作業要件:
1) 課題文の「島 私は埼玉県の出身で、ずっ」から「に双葉町の町民となりました。」まで、両端の語句も含めて一字も変えずに書き写してください。
2) 課題文に登場する県名と町名は何ですか。すべて挙げてください。

課題文:
----
島 私は埼玉県の出身で、ずっと埼玉県で暮らしてきました。双葉町に関わるきっかけになったのは、福島県の避難指示の対象となった12市町村の物産を扱う地方創生のイベントを開催したことです。そのときに双葉ダルマを仕入れたところ、最初に完売して。その後、商談などで12市町村に通うようになり、次第に「こっちに住みたいな」と思うようになりました。それと、双葉町の町民の方に、「あなたたちどこの電気使ってたの?双葉町の町民は東北電力の電気を使ってたんだよ。事故を起こした東京電力の発電所の電気を使っていたのは、あなたたちでしょ」と言われたのがすごくショックで。なにも言葉も返せない反面、いつかは恩返しができたらなと思っていました。それで、子どもたちにも「50歳になったら自分の夢を叶えたい」とずっと言ってきたので、50歳になったのを機に家族と離れ、こっちに移住してきました。最初は楢葉町に住んで、双葉町えきにし住宅への入居と同時に双葉町の町民となりました。
----
資料抜粋:
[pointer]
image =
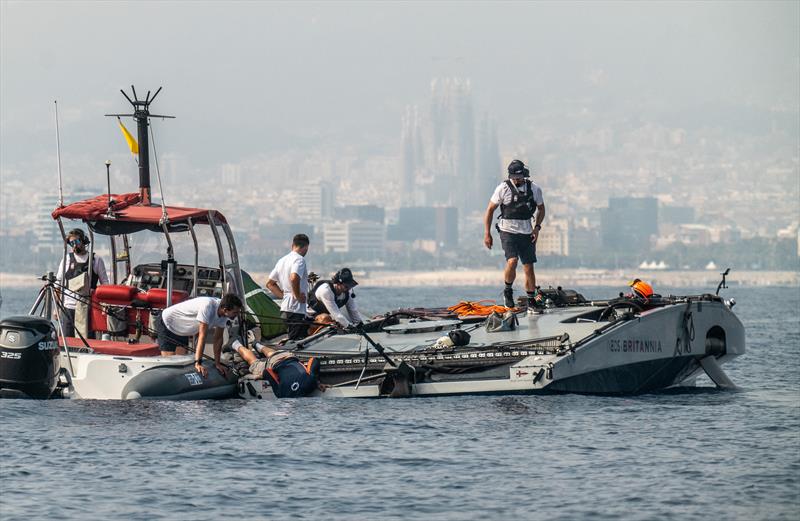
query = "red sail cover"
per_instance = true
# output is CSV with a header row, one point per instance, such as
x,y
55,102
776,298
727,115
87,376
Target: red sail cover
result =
----
演習結果:
1)
島 私は埼玉県の出身で、ずっと埼玉県で暮らしてきました。双葉町に関わるきっかけになったのは、福島県の避難指示の対象となった12市町村の物産を扱う地方創生のイベントを開催したことです。そのときに双葉ダルマを仕入れたところ、最初に完売して。その後、商談などで12市町村に通うようになり、次第に「こっちに住みたいな」と思うようになりました。それと、双葉町の町民の方に、「あなたたちどこの電気使ってたの?双葉町の町民は東北電力の電気を使ってたんだよ。事故を起こした東京電力の発電所の電気を使っていたのは、あなたたちでしょ」と言われたのがすごくショックで。なにも言葉も返せない反面、いつかは恩返しができたらなと思っていました。それで、子どもたちにも「50歳になったら自分の夢を叶えたい」とずっと言ってきたので、50歳になったのを機に家族と離れ、こっちに移住してきました。最初は楢葉町に住んで、双葉町えきにし住宅への入居と同時に双葉町の町民となりました。

2) 埼玉県、双葉町、福島県、楢葉町